Exercise brief:
Output every entry exactly, from the first line to the last.

Excerpted records:
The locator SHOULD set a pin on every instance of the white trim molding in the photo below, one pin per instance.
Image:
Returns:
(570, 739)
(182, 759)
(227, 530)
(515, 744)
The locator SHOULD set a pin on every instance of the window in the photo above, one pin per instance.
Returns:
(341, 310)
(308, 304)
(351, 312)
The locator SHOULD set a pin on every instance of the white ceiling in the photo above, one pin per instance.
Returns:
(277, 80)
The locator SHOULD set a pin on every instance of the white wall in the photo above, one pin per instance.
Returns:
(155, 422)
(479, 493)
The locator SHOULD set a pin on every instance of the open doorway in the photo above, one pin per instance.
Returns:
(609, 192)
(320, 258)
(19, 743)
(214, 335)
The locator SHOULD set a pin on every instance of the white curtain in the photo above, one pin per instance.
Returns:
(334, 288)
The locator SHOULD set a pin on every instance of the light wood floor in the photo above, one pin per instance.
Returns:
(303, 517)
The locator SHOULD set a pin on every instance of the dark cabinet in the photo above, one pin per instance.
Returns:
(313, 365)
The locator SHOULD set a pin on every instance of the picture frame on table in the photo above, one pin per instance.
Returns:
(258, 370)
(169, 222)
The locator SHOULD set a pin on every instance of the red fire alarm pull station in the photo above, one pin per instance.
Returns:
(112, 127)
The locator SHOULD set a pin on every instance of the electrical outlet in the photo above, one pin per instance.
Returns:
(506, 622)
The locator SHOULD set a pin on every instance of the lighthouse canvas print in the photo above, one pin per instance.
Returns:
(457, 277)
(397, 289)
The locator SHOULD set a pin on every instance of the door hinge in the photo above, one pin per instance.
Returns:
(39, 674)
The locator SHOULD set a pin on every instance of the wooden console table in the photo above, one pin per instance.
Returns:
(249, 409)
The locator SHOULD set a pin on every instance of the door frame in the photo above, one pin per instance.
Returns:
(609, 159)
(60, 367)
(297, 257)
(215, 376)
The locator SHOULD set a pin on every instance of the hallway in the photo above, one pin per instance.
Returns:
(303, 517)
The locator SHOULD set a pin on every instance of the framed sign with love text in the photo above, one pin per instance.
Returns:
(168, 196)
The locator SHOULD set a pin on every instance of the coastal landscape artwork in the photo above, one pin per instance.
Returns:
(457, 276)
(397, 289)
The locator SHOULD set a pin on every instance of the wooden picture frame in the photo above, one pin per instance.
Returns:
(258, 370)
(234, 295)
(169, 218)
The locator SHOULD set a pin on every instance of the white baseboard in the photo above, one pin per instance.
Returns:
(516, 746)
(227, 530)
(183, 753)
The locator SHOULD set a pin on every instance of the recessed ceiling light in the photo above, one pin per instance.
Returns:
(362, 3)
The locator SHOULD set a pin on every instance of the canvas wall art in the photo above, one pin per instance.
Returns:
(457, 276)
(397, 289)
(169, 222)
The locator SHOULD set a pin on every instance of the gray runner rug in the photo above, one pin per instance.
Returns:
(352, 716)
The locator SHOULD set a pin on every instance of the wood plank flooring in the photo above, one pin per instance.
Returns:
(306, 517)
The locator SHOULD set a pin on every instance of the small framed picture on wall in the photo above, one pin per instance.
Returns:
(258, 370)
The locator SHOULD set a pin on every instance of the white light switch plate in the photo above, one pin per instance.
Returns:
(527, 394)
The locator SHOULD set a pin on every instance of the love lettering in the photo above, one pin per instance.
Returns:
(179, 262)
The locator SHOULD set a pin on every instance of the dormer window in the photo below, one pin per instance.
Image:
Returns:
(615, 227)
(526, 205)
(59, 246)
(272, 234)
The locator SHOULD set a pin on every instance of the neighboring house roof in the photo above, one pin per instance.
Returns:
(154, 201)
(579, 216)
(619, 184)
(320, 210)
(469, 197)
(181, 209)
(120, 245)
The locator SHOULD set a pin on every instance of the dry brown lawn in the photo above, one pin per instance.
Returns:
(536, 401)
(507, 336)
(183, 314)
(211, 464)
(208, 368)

Result of this task:
The locator SHOULD set a pin on every instance of the white trim molding in the photo below, one pin per instance.
Image:
Returns:
(570, 739)
(182, 759)
(227, 530)
(515, 744)
The locator SHOULD set a pin on every instance of the window in the photo above, one pin per instance.
Returns:
(341, 310)
(308, 304)
(351, 312)
The locator SHOULD set a pin on every instance of the white ceiling in the photo above, one pin per instance.
Returns:
(277, 80)
The locator SHOULD set a pin on every instance of the white wall in the photo above, one pin per instance.
Returns:
(155, 422)
(479, 493)
The locator SHOULD set a pin on every instance of the open doorway in the photo above, one pin per instance.
Returns:
(609, 192)
(320, 258)
(19, 743)
(214, 335)
The locator SHOULD set a pin on every instance of the white curtain in the photo above, one pin per instance.
Returns:
(334, 288)
The locator SHOULD set a pin on every instance of the light wood floor in the photo above, one pin per instance.
Returns:
(303, 517)
The locator SHOULD set a pin on every instance of the dark cabinet in the photo above, one pin per instance.
Returns:
(313, 365)
The locator SHOULD set a pin on every instance of the picture frame on table in the photo above, one pin per instance.
Returns:
(258, 370)
(169, 222)
The locator SHOULD set a pin on every instance of the red fire alarm pull station in the photo above, one pin per instance.
Returns:
(112, 127)
The locator SHOULD set a pin on every instance of the electrical outlet in the photo above, one pin per instance.
Returns:
(506, 622)
The locator SHOULD set a pin on every instance of the lighthouse canvas print in the photo above, one pin per instance.
Returns:
(457, 277)
(397, 289)
The locator SHOULD set a pin on every instance of the door hinge in the photo above, one pin per instance.
Returns:
(39, 674)
The locator SHOULD set a pin on every instance of the wooden console table in the photo above, one pin per instance.
Returns:
(249, 409)
The locator SHOULD set a pin on every instance of the door frame in the photo above, one pin per instance.
Returns:
(609, 159)
(60, 367)
(297, 257)
(215, 376)
The locator SHOULD set a pin on every instance of the hallway in the photo above, one pin per instance.
Returns:
(303, 517)
The locator SHOULD set a pin on every instance of the framed sign with love text in the photo above, one pin per instance.
Returns:
(168, 196)
The locator SHOULD set a pin on every instance of the coastal landscape artwork in the photo above, one pin per instance.
Returns:
(457, 276)
(397, 289)
The locator SHOULD set a pin on every instance of the wooden picture frame in the photo above, one pin per instance.
Returns:
(258, 370)
(234, 295)
(169, 218)
The locator SHOULD set a pin on every instance of the white baseboard in the photo above, one pin per instance.
Returns:
(516, 746)
(227, 530)
(183, 753)
The locator SHOULD set a pin on every instance of the recessed ceiling light in the photo above, one pin per instance.
Returns:
(362, 3)
The locator SHOULD set a pin on every instance of the canvas wall art in the photo above, one pin per instance.
Returns:
(457, 276)
(397, 289)
(169, 222)
The locator SHOULD set a pin on every instance of the gray runner rug in the photo above, one pin per instance.
Returns:
(352, 716)
The locator SHOULD set a pin on every instance of the wood plank flooring in the photo above, one pin per instance.
Returns:
(306, 517)
The locator SHOULD set a pin on every instance of the small framed picture on wall in the photo above, one pin per instance.
Returns:
(258, 370)
The locator SHOULD set a pin on every instance of the white light switch plate in the photo above, one pin per instance.
Returns:
(527, 394)
The locator SHOULD set a pin on every instance of the love lettering in the photo above, one pin per instance.
Returns:
(179, 262)
The locator SHOULD set a pin on every instance of the dormer window in the photo below, one pin per instance.
Image:
Returns:
(615, 227)
(526, 205)
(59, 246)
(272, 234)
The locator SHOULD set a pin on every instance of the neighboring house roof in the photo above, one pin per instance.
Returns:
(154, 201)
(579, 216)
(619, 184)
(320, 210)
(469, 197)
(181, 209)
(120, 245)
The locator SHOULD set a pin on every instance of the dry brown lawn in the photo above, one pin per instance.
Returns:
(536, 401)
(507, 336)
(183, 314)
(211, 464)
(208, 368)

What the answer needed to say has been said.